What is asked: Rewrite the backoff article's passage between "In Part 1 we" and "the full implementation.", inclusive, changing "thundering herd" to "retry storm".

Page:
Exponential Backoff with Jitter — Part 2: The Implementation

In Part 1 we covered the theory — why naive retries cause thundering herd and how timeouts, exponential backoff, and jitter solve it. Here we build the full implementation.

Prerequisites

Node.js 18+ (native fetch support)
Basic familiarity with async/await and REST APIs
Understanding of HTTP status codes

Step 1 — Constants and configuration

const BASE_DELAY_MS    = 1_000;
const MAX_DELAY_MS     = 8_000;
const MAX_ATTEMPTS     = 5;
const REQUEST_TIMEOUT  = 10_000;

// Only these status codes are worth retrying.
// 4xx client errors (except 408, 429) won't fix themselves on retry.
const RETRIABLE_CODES  = new Set([408, 429, 500, 502, 503, 504]);

MAX_ATTEMPTS not MAX_RETRIES — naming matters. MAX_ATTEMPTS = 5 means 5 total tries (first attempt + 4 retries). MAX_RETRIES = 5 would mean 6 total tries. Using “attempts” makes the off-by-one error impossible.

new Set() for RETRIABLE_CODES — Set.has() is O(1) versus O(n) for Array.includes(). Negligible for 5 elements, but sets communicate intent better: this is a membership check, not a sequence.

Excerpted records:
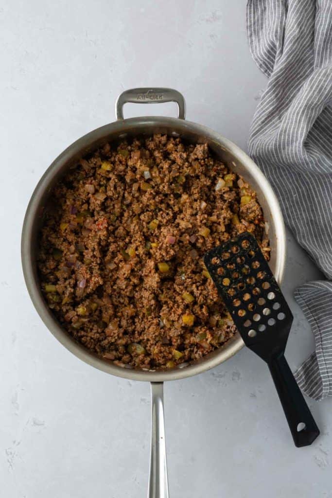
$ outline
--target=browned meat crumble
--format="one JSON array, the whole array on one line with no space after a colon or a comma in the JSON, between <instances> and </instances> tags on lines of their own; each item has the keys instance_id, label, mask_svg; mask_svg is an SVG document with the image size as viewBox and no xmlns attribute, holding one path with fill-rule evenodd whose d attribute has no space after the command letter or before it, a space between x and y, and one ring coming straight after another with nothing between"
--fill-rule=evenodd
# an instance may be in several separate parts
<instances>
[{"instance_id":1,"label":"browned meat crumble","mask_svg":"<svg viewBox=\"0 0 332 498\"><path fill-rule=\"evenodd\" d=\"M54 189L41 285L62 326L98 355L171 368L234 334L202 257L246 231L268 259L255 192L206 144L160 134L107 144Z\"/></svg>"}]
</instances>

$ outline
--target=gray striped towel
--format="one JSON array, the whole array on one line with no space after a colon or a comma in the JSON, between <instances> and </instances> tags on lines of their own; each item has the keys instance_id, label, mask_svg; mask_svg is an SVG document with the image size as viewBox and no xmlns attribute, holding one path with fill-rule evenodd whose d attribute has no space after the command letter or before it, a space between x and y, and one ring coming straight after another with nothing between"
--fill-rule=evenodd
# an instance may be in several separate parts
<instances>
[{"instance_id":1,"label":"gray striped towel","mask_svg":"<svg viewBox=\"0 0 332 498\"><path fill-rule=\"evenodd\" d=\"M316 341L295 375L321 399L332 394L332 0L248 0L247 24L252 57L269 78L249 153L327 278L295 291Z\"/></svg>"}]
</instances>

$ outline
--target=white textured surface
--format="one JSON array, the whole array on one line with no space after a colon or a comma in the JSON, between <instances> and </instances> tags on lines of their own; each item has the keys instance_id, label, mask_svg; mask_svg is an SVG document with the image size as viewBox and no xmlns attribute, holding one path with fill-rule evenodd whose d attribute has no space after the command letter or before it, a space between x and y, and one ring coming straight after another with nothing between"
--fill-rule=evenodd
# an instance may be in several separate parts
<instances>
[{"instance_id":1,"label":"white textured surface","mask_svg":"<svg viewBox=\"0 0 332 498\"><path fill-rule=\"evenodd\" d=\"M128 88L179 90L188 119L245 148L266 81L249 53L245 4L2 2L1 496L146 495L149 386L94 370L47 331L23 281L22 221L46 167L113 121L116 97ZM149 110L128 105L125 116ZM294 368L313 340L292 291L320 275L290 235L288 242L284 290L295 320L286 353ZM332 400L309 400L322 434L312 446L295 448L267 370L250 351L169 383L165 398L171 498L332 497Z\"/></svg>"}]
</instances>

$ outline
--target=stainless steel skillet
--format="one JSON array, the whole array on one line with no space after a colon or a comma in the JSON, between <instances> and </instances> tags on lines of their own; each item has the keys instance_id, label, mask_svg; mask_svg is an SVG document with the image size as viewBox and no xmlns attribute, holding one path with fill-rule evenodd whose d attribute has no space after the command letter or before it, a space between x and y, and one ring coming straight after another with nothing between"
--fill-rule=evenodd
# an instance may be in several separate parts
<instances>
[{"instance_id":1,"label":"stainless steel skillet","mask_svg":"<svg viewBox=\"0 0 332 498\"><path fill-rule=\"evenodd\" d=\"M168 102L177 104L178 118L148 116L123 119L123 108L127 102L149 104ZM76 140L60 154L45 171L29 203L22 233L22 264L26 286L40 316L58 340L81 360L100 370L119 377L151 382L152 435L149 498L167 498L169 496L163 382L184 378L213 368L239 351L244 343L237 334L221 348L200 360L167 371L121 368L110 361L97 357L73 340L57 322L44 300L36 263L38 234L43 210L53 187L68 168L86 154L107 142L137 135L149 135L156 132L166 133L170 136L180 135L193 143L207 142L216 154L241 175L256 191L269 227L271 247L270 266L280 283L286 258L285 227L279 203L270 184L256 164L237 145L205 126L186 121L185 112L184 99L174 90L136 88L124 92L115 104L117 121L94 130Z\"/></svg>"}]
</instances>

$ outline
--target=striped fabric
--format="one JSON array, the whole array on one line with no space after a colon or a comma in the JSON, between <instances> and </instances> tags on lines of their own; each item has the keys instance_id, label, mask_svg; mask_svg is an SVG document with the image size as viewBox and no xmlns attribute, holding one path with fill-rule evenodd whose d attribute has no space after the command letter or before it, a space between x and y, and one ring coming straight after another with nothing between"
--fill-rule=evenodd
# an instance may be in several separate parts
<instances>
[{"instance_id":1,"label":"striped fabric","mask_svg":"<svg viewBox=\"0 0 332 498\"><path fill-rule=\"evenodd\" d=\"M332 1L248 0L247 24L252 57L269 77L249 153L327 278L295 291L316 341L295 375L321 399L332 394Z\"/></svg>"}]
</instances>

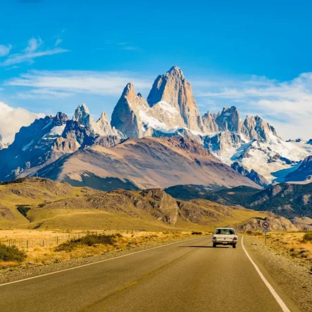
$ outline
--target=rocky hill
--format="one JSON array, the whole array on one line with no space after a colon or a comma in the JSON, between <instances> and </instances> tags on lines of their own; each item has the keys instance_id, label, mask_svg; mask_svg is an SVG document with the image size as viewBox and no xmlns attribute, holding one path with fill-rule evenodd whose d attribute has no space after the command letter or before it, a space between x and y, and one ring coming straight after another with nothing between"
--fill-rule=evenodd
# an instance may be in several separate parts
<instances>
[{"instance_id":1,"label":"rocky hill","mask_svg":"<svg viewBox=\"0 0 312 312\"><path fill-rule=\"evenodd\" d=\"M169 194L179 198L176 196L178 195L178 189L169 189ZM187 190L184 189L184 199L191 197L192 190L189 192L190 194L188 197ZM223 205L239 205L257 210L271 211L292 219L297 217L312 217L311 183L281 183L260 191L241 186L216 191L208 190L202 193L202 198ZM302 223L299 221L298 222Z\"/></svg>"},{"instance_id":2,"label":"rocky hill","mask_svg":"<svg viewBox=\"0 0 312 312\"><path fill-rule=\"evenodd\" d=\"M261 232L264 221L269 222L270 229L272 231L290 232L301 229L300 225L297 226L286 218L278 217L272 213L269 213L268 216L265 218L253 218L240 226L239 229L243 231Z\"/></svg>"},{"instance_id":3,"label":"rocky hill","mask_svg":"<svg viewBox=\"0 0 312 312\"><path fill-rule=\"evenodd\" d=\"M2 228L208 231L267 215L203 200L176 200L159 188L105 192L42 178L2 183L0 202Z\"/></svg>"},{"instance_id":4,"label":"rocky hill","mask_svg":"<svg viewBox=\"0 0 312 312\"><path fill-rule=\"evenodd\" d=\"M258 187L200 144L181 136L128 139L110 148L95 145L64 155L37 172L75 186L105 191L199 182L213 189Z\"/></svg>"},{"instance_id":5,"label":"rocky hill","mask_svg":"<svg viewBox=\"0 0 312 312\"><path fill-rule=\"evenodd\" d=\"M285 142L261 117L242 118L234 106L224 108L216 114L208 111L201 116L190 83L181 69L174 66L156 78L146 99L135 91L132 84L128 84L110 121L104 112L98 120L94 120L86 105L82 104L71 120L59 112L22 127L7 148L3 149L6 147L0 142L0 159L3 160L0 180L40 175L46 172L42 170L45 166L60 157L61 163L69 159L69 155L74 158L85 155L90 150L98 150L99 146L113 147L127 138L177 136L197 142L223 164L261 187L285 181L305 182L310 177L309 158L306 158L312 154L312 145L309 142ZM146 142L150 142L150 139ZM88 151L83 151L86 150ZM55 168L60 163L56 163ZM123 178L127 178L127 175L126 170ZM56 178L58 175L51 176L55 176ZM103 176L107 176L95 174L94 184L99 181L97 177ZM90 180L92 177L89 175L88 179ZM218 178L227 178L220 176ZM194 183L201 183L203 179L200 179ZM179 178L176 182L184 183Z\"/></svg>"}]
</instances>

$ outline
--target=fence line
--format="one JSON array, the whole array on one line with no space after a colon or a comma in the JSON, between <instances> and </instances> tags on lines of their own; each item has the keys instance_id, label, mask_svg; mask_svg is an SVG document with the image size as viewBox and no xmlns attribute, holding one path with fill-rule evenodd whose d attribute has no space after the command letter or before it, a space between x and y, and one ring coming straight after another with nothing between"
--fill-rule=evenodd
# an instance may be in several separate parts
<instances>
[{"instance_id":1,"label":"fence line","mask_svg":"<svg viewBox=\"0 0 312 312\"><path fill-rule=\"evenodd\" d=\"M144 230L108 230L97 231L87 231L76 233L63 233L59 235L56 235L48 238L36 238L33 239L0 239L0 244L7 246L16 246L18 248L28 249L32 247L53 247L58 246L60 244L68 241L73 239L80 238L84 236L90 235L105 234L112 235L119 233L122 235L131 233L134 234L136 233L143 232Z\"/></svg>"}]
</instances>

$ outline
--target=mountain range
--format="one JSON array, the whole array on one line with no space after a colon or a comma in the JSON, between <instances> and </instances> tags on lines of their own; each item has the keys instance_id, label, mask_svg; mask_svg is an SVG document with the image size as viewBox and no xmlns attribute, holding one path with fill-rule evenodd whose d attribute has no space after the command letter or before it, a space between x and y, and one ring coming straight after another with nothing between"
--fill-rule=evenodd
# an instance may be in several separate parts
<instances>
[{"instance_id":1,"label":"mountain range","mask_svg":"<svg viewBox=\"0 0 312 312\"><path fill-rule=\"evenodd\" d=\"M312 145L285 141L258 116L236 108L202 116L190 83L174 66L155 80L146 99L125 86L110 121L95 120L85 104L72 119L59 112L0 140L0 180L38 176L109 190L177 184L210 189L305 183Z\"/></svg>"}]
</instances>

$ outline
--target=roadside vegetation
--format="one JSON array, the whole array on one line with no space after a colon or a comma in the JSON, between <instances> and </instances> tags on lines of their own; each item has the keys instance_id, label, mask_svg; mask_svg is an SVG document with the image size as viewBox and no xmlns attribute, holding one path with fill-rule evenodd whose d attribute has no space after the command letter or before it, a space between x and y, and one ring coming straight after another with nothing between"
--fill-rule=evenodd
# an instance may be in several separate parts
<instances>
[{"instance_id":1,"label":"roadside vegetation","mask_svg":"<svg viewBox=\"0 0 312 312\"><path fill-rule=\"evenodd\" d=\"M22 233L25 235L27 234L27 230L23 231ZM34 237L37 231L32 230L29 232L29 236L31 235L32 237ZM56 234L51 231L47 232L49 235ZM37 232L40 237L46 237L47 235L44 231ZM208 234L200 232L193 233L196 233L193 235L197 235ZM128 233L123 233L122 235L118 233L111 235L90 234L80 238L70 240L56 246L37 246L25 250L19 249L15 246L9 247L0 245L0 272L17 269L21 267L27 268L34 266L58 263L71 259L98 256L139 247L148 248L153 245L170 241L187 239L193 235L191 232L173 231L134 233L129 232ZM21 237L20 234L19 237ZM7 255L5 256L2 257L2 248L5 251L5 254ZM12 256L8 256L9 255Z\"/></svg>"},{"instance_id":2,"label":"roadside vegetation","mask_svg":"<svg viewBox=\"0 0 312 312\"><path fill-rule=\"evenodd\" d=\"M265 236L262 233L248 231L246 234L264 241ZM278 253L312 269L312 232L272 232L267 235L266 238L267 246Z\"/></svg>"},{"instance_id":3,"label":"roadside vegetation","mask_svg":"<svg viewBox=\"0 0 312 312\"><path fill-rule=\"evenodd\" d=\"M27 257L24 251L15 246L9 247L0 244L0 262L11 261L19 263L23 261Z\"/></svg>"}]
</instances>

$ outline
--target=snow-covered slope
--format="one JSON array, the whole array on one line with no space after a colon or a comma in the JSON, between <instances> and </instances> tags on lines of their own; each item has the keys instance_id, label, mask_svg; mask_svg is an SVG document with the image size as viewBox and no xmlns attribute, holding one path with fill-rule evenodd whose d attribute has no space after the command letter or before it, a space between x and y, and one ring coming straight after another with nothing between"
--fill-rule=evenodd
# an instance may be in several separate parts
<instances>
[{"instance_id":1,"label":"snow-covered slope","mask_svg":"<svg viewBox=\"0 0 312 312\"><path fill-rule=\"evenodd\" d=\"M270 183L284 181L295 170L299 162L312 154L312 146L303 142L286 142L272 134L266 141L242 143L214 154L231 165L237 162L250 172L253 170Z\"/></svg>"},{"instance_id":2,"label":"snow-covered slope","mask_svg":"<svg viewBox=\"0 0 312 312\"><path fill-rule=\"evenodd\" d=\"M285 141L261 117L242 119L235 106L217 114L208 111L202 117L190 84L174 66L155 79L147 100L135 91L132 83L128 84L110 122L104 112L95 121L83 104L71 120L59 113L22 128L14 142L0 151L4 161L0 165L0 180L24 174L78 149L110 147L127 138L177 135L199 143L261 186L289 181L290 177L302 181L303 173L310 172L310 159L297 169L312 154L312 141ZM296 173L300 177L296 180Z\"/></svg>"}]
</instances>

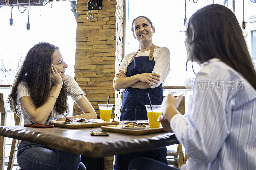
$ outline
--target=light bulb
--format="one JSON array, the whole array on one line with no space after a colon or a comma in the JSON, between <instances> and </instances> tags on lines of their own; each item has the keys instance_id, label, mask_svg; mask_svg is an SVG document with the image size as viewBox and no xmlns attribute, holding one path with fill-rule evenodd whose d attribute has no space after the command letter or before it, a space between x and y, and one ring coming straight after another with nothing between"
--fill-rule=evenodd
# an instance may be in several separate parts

The completed task:
In Part 1 we covered the theory — why naive retries cause retry storm and how timeouts, exponential backoff, and jitter solve it. Here we build the full implementation.